Listed entries:

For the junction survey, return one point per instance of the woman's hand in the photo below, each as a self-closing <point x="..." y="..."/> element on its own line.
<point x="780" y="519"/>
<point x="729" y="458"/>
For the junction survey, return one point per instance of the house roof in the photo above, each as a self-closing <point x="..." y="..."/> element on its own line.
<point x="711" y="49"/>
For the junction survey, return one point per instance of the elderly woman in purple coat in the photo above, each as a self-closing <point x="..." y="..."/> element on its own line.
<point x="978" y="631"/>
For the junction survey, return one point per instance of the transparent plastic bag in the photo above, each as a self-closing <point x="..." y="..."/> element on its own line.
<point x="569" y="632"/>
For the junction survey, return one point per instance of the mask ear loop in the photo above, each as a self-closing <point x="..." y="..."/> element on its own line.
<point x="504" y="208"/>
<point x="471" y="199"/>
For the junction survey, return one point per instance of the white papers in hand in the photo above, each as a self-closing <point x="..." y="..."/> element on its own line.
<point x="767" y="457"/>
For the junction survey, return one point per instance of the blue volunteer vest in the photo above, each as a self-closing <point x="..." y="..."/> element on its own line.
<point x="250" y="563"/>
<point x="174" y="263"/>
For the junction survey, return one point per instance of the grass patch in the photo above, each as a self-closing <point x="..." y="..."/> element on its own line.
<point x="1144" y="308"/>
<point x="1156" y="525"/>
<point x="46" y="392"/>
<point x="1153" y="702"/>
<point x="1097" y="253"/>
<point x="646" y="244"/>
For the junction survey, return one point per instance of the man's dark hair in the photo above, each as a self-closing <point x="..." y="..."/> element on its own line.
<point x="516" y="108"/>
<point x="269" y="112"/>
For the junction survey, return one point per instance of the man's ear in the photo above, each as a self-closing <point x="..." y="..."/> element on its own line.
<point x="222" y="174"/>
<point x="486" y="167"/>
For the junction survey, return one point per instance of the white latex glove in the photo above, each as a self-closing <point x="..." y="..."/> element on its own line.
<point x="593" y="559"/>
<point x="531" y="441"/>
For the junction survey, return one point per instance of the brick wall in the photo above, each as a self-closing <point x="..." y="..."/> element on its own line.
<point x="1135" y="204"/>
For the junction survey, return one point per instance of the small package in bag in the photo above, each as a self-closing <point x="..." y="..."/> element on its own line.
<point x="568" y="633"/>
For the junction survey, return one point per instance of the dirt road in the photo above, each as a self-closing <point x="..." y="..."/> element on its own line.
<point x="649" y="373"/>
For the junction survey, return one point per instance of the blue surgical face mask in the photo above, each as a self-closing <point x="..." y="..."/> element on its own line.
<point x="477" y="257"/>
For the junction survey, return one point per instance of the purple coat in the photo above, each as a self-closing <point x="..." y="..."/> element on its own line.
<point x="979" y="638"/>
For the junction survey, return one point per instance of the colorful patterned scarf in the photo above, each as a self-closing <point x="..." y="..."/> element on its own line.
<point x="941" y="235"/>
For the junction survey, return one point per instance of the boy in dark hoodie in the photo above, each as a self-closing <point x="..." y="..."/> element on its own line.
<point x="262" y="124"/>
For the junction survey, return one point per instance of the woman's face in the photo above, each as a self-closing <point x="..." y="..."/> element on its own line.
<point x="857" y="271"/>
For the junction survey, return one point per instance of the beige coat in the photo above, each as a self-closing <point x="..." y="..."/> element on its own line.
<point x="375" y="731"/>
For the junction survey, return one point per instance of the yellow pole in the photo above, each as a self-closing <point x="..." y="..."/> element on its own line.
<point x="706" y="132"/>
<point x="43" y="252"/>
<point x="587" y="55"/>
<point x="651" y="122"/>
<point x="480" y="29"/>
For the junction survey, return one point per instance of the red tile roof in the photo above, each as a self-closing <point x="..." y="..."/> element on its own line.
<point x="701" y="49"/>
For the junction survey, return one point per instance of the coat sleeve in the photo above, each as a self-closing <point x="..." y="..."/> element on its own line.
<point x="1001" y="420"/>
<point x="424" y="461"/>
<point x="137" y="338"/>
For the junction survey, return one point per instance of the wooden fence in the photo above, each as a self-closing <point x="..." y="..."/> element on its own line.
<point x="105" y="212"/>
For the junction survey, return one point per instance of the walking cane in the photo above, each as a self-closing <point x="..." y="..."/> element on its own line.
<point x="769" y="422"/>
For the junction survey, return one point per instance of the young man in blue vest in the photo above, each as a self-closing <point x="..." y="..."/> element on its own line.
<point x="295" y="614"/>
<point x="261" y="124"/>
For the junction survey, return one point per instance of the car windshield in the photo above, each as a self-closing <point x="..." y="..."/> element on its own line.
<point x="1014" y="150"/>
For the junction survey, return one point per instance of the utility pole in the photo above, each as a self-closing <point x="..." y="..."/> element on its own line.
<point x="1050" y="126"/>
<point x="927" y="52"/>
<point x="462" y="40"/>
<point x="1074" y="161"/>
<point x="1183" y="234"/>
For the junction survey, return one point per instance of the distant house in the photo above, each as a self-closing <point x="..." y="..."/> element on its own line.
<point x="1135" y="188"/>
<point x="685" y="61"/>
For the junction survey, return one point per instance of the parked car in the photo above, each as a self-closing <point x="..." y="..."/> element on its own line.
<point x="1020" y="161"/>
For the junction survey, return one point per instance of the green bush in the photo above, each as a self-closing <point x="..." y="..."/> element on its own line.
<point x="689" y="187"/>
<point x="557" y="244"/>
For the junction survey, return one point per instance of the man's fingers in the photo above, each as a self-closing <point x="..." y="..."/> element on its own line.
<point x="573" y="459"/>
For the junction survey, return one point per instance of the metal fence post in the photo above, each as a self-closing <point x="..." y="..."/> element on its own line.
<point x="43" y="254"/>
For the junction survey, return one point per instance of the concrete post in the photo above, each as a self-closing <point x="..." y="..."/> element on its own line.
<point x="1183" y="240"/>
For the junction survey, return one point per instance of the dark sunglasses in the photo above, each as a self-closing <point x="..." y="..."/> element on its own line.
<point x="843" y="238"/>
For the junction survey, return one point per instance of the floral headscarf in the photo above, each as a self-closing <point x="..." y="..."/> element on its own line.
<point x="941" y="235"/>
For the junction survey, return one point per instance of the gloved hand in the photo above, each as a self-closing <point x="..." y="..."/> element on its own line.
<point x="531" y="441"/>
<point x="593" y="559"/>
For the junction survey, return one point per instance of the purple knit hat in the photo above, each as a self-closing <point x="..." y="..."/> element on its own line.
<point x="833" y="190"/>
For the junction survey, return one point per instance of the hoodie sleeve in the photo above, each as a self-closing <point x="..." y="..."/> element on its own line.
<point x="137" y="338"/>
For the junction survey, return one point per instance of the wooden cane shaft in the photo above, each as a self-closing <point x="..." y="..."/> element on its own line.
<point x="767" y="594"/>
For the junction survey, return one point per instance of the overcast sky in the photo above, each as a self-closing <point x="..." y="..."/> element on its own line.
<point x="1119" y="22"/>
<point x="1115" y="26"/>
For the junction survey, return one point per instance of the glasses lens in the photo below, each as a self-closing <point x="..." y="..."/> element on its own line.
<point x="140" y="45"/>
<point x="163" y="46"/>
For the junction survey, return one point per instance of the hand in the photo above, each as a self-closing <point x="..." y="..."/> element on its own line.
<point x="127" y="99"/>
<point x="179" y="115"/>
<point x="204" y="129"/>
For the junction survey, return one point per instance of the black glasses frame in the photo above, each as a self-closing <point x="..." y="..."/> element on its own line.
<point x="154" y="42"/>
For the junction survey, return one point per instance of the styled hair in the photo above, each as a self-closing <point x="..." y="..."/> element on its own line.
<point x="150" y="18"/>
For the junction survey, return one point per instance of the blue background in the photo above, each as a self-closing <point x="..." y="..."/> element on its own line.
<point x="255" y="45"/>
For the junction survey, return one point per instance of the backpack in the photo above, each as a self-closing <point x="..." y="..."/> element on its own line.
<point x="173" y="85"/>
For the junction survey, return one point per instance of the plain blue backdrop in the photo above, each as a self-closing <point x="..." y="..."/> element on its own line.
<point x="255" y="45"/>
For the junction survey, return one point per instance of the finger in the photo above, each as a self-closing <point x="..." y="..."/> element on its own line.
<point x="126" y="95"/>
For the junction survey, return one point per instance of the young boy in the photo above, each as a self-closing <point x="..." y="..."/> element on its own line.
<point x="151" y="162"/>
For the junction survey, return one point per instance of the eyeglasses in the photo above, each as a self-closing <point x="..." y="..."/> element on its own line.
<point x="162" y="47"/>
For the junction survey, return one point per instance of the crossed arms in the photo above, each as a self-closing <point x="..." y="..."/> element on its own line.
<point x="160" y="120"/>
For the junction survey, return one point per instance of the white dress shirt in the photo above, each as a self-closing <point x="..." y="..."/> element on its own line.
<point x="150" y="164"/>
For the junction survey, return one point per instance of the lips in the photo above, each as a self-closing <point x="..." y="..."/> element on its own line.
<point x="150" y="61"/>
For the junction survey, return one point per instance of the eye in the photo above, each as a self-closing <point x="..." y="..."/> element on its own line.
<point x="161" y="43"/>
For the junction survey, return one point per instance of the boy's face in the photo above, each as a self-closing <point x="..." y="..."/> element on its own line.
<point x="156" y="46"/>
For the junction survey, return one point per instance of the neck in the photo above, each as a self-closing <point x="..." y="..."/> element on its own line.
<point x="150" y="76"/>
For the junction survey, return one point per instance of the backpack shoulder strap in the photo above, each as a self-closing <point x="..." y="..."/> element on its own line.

Task directions: From the line holding "of the boy's" to the last line of the entries above, restate each line exactly; include both ends and omit everything else.

Response for this exercise:
For the junction survey, return one point per instance of the boy's face in the photo above, each as a self-closing <point x="..." y="..."/> element on its own line.
<point x="156" y="46"/>
For the junction survey, return one point per instance of the neck in the photo above, each as a self-closing <point x="..." y="..."/> element on its own line.
<point x="150" y="76"/>
For the junction survey, return one point per instance of the backpack shoulder strap in the photo above, each as a self-closing <point x="..." y="..."/> element on its own line.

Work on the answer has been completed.